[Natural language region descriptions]
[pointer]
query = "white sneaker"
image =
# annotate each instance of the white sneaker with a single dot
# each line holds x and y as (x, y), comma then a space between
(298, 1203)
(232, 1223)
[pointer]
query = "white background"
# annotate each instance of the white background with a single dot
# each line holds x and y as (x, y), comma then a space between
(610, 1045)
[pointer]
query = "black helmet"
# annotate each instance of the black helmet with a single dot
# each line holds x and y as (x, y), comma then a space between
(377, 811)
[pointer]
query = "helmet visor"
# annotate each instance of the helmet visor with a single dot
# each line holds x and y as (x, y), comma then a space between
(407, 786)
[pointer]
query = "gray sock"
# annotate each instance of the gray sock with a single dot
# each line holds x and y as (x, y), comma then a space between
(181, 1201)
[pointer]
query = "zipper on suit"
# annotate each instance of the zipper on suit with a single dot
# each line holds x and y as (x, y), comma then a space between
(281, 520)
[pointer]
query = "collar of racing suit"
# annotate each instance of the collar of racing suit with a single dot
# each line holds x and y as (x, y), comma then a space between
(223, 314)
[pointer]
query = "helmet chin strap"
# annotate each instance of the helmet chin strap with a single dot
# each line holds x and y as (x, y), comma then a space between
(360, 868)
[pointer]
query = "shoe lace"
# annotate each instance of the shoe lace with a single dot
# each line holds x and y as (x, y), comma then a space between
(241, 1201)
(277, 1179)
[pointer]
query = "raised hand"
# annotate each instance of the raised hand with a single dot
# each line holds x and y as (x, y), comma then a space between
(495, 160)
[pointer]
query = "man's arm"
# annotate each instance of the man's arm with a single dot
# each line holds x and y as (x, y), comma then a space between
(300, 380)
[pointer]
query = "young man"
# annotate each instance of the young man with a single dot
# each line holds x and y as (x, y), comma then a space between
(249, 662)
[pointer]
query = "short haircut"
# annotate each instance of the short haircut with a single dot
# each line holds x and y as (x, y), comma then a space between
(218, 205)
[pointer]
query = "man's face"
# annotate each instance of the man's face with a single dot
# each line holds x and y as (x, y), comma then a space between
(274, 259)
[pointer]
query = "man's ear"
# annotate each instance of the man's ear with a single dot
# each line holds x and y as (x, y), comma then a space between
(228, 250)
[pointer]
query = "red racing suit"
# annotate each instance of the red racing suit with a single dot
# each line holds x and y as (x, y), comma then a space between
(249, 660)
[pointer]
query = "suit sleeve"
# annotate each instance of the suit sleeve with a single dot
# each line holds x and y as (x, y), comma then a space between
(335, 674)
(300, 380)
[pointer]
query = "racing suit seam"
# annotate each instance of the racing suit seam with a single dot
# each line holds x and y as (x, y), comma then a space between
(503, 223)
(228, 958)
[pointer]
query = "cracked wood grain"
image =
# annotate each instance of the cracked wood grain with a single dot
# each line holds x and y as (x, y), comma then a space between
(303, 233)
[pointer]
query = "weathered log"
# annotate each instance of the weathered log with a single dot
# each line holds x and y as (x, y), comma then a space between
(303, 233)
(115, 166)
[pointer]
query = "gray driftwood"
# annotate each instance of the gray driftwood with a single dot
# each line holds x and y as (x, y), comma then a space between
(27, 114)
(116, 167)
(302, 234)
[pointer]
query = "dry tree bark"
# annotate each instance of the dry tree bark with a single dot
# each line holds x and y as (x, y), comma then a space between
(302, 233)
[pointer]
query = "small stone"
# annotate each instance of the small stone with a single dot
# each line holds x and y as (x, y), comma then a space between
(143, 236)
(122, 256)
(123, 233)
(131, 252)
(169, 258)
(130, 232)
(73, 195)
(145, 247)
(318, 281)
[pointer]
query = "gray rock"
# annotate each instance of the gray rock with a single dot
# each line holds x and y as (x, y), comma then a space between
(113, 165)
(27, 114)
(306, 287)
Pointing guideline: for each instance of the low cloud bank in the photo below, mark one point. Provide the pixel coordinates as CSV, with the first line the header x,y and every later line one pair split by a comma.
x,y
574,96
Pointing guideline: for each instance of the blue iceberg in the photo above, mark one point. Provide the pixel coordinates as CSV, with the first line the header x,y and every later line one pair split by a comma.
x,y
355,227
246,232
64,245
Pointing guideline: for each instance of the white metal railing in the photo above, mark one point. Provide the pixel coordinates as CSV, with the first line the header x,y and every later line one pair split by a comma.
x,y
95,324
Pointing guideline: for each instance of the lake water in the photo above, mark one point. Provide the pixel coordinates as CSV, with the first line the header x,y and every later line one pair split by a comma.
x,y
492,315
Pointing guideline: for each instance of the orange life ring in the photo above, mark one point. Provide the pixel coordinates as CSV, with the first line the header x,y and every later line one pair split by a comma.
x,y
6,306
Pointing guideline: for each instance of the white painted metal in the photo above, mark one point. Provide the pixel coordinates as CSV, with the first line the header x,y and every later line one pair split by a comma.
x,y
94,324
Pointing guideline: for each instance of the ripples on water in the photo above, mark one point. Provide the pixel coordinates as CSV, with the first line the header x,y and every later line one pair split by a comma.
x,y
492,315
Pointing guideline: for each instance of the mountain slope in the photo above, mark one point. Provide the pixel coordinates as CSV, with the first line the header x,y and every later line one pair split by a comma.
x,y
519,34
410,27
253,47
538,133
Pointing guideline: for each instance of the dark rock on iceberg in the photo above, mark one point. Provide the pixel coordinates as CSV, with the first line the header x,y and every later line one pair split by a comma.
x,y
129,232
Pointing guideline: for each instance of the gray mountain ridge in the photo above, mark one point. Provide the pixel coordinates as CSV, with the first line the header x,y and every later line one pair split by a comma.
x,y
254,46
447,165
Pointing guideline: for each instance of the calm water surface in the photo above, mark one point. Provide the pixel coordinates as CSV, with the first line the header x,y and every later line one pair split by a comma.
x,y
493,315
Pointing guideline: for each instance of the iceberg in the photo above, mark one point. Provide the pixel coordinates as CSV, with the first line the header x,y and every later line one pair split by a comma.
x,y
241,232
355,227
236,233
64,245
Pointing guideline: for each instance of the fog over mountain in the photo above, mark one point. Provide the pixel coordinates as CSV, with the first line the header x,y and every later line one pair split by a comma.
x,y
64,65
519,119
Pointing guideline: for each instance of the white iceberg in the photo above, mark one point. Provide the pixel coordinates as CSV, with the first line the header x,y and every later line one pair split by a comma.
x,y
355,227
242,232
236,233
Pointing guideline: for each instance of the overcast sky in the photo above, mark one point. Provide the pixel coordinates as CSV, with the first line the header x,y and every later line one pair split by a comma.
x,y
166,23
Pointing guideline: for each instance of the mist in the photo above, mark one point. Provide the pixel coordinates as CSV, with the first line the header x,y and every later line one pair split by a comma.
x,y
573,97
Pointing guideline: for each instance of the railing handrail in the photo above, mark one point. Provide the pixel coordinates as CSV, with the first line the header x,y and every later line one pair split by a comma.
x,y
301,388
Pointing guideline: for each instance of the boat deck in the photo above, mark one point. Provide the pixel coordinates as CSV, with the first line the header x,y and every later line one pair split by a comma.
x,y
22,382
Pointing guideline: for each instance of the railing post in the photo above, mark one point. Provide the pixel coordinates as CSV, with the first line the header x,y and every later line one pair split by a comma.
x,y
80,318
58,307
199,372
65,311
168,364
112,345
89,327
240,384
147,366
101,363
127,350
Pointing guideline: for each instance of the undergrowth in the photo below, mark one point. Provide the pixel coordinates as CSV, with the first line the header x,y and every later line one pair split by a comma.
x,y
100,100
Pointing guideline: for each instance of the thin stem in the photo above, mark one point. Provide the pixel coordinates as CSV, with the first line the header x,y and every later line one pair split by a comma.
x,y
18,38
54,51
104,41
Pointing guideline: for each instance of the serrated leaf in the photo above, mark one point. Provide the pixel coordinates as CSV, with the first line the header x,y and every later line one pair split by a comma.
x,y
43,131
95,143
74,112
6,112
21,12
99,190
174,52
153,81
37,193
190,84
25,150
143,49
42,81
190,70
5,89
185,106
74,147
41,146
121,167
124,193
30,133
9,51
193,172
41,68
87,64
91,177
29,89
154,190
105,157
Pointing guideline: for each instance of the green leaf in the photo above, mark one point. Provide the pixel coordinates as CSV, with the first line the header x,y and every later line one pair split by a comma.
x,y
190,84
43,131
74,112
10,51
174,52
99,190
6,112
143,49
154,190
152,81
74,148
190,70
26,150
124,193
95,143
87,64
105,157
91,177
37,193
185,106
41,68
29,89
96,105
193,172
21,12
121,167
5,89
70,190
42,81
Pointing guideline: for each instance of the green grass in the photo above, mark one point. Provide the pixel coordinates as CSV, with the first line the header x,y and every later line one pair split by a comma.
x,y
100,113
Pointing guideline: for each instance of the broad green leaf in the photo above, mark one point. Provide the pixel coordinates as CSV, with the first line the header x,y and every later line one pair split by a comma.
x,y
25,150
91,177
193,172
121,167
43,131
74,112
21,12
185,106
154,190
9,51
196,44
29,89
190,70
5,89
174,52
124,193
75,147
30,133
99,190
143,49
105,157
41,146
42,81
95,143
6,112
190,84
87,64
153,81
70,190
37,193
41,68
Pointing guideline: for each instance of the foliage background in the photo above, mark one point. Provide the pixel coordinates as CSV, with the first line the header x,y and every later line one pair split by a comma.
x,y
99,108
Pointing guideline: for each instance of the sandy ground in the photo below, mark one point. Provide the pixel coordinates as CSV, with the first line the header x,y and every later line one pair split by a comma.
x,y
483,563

WHAT THIS TASK INVOLVES
Find the word "driftwood" in the entries, then copy out every line that has it.

RESULT OF THE TASK
query = "gray driftwood"
# annotate each instance of the gray driftwood with a single dot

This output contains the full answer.